Request = Collect every line of the data that contains the string "slice".

Exercise data =
***
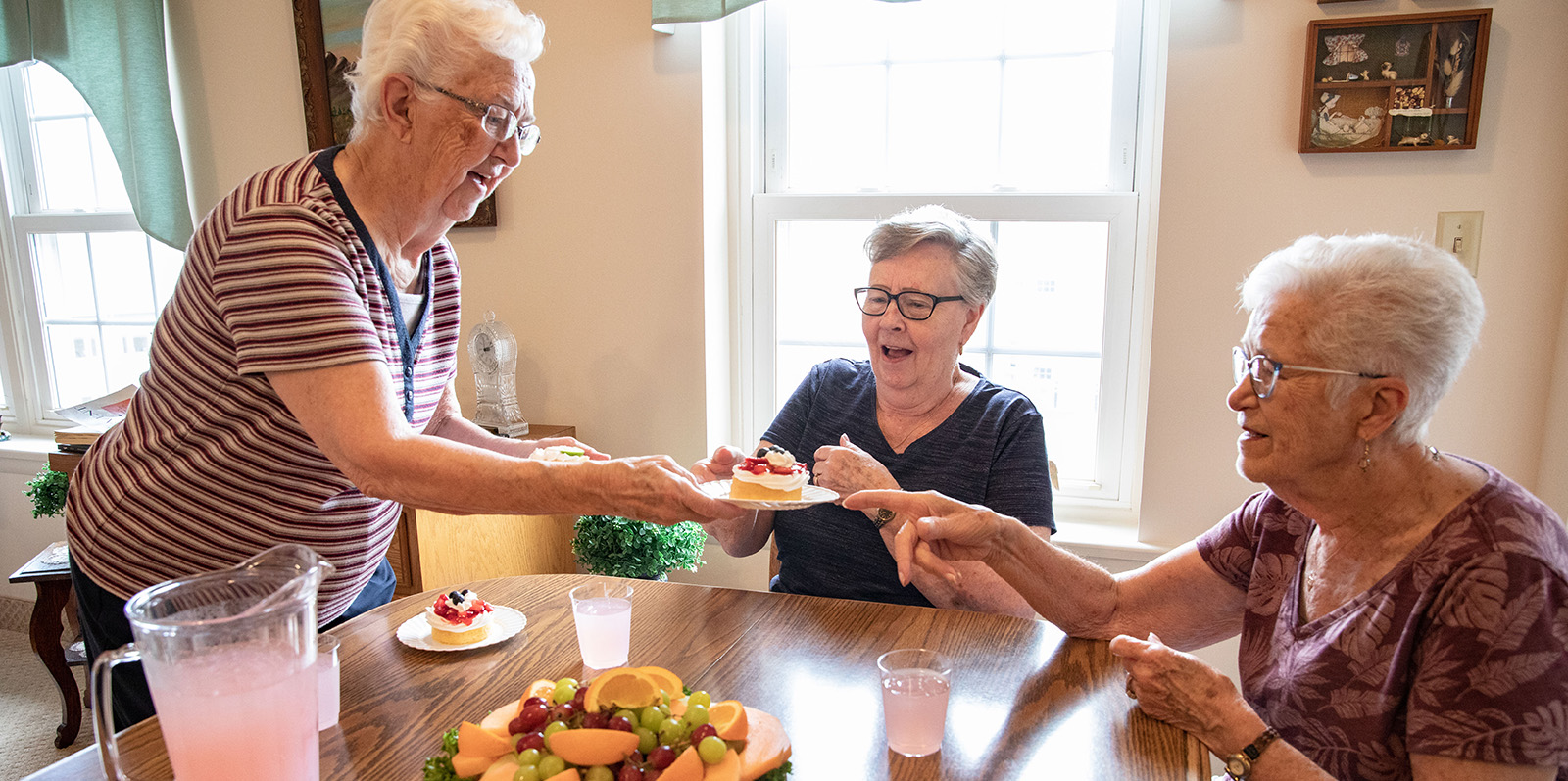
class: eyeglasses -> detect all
[1231,347,1388,399]
[855,287,964,319]
[410,76,539,155]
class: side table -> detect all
[11,543,86,748]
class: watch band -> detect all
[872,507,899,528]
[1225,726,1280,781]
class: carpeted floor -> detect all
[0,630,92,779]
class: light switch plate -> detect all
[1438,212,1482,276]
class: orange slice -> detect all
[637,666,685,700]
[708,700,748,740]
[583,666,659,713]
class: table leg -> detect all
[29,580,81,748]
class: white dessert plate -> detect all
[397,606,528,651]
[700,480,839,510]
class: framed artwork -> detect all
[293,0,496,227]
[1298,8,1492,152]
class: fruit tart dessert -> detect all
[729,446,810,502]
[425,666,790,781]
[425,588,496,646]
[528,446,588,462]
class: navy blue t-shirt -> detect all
[762,358,1055,607]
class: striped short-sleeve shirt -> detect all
[66,149,460,622]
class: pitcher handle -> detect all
[88,643,141,781]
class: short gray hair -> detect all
[865,204,996,306]
[347,0,544,138]
[1242,233,1485,444]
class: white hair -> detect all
[347,0,544,138]
[1241,233,1485,444]
[865,204,998,306]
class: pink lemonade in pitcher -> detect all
[143,645,321,781]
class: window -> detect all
[0,63,183,430]
[732,0,1143,502]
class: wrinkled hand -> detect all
[580,455,739,525]
[844,491,1017,585]
[523,436,610,462]
[692,446,747,483]
[810,434,899,496]
[1110,632,1262,753]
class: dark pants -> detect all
[71,559,397,732]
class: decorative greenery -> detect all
[572,516,708,580]
[22,464,69,517]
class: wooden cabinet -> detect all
[387,423,577,596]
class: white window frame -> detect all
[704,0,1168,526]
[0,68,153,433]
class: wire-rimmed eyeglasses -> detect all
[1231,347,1388,399]
[855,287,964,319]
[410,76,539,155]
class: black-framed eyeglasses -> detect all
[1231,347,1388,399]
[410,76,539,155]
[855,287,964,319]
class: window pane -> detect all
[770,0,1118,193]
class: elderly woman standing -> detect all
[845,235,1568,781]
[693,206,1055,618]
[66,0,734,728]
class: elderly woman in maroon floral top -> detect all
[844,235,1568,781]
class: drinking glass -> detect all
[316,635,339,731]
[569,580,632,669]
[876,648,954,756]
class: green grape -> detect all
[696,736,729,765]
[659,716,692,745]
[538,755,566,778]
[551,677,577,706]
[632,726,659,755]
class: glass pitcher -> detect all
[91,544,332,781]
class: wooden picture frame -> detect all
[293,0,496,227]
[1298,8,1492,152]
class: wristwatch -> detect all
[1225,726,1280,781]
[872,507,899,528]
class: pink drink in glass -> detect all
[143,646,321,781]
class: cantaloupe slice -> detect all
[737,708,790,781]
[659,748,706,781]
[452,752,496,778]
[480,700,522,737]
[708,700,750,740]
[544,729,637,767]
[458,721,514,759]
[703,748,740,781]
[480,757,517,781]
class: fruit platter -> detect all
[425,666,790,781]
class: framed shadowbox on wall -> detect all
[1298,8,1492,152]
[293,0,496,227]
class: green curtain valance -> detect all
[0,0,191,251]
[654,0,911,25]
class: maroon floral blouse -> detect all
[1198,462,1568,781]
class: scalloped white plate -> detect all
[698,480,839,510]
[397,606,528,651]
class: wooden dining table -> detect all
[31,575,1207,781]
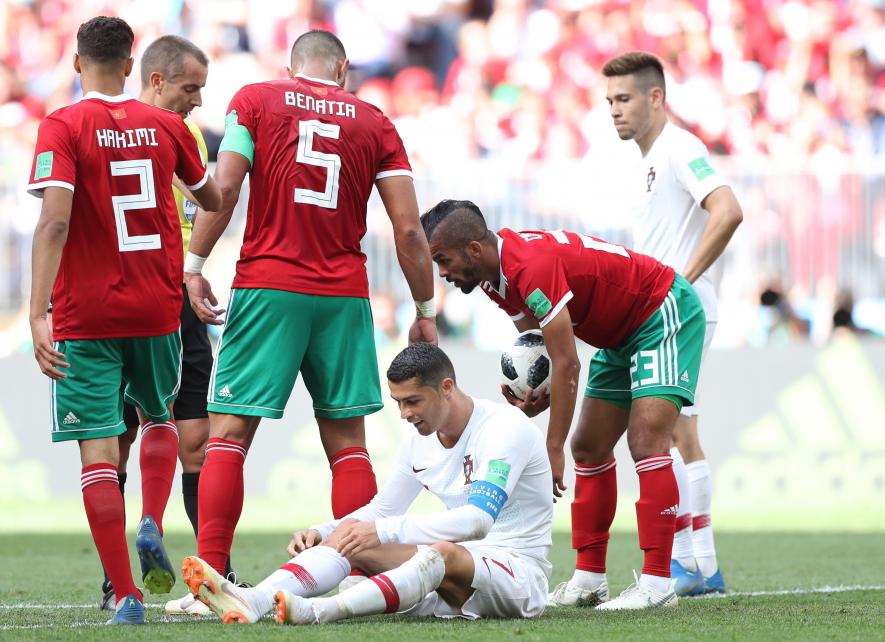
***
The response =
class: orange slice -> detect all
class: cantaloupe slice -> detect all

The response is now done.